====== ENTRIES
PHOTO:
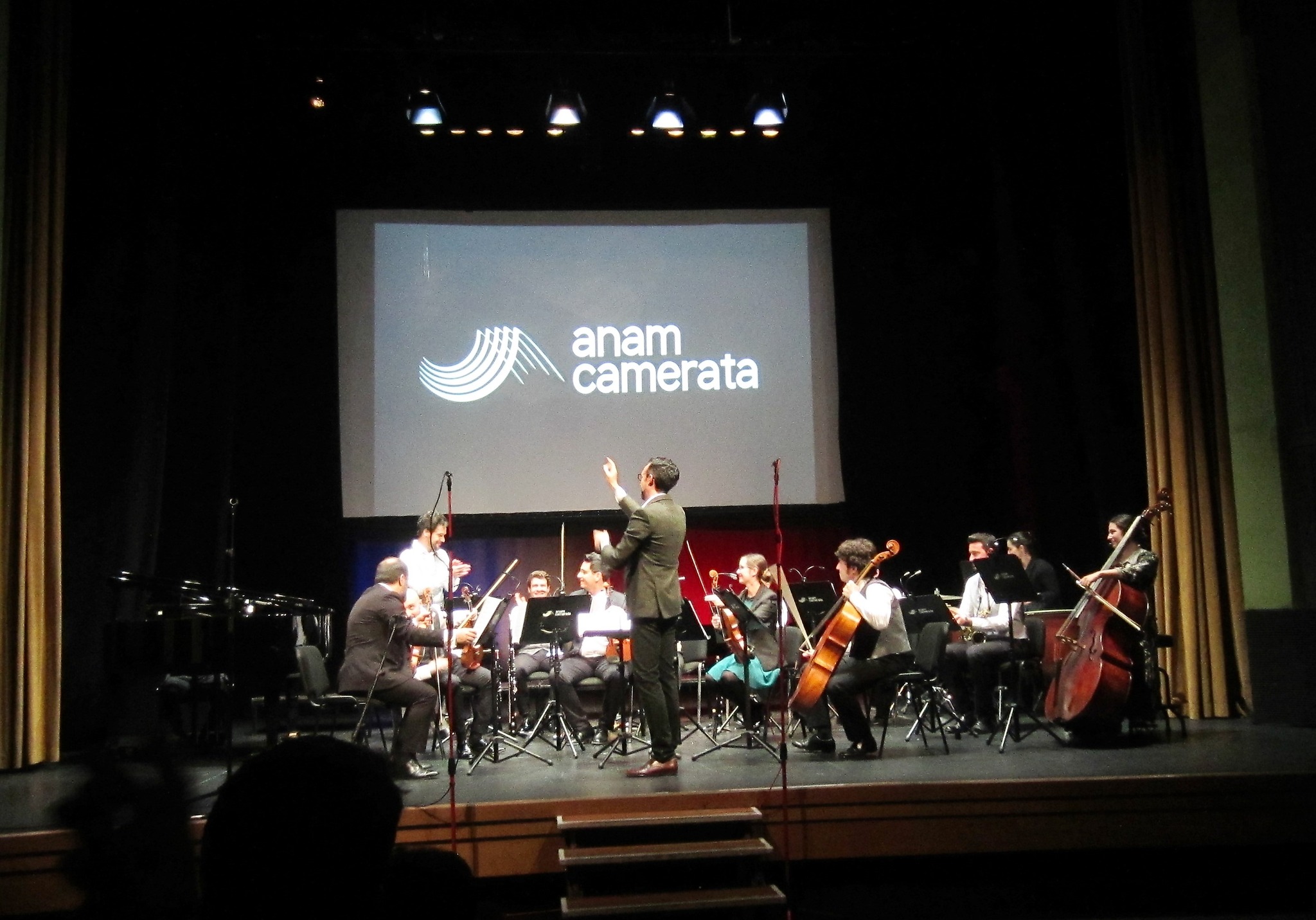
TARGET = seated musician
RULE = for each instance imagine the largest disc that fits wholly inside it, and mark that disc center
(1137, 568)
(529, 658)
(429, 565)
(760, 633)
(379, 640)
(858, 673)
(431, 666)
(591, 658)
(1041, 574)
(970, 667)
============
====== ENTRIES
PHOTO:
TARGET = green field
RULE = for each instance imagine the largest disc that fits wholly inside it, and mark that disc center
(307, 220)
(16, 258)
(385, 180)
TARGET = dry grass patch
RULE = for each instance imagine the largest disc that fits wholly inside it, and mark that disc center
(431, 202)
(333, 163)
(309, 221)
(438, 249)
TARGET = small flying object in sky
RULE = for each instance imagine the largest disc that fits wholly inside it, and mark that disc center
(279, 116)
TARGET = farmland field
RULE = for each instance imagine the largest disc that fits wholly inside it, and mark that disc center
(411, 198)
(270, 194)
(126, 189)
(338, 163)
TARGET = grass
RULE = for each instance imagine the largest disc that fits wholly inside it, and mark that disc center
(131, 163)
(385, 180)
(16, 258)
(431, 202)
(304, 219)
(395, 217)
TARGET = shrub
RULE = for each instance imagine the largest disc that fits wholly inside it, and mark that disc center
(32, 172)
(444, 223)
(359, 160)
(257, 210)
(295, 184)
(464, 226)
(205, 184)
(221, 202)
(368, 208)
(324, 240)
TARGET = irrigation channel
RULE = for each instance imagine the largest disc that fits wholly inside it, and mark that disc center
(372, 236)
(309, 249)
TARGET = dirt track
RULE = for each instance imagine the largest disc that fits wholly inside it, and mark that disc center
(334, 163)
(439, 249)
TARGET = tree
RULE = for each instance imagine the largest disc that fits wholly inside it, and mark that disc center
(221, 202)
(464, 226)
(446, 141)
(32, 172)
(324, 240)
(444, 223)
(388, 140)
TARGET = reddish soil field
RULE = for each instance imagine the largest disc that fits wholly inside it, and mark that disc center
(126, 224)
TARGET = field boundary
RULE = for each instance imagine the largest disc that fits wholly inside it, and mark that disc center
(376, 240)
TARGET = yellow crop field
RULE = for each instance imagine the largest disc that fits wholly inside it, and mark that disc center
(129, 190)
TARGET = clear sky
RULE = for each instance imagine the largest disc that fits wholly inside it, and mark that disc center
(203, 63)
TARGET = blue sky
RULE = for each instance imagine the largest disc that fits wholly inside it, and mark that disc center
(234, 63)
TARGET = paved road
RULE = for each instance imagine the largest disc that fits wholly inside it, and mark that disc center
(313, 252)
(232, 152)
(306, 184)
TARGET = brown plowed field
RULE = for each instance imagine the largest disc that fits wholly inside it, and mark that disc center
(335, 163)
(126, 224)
============
====== ENTRIES
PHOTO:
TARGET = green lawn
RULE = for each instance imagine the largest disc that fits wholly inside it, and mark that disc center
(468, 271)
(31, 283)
============
WORK REQUIRED: Pick out every line of the records that contains the string "green" and copy each one. Case counts.

FINAL ANSWER:
TARGET = green field
TARGET = green lawn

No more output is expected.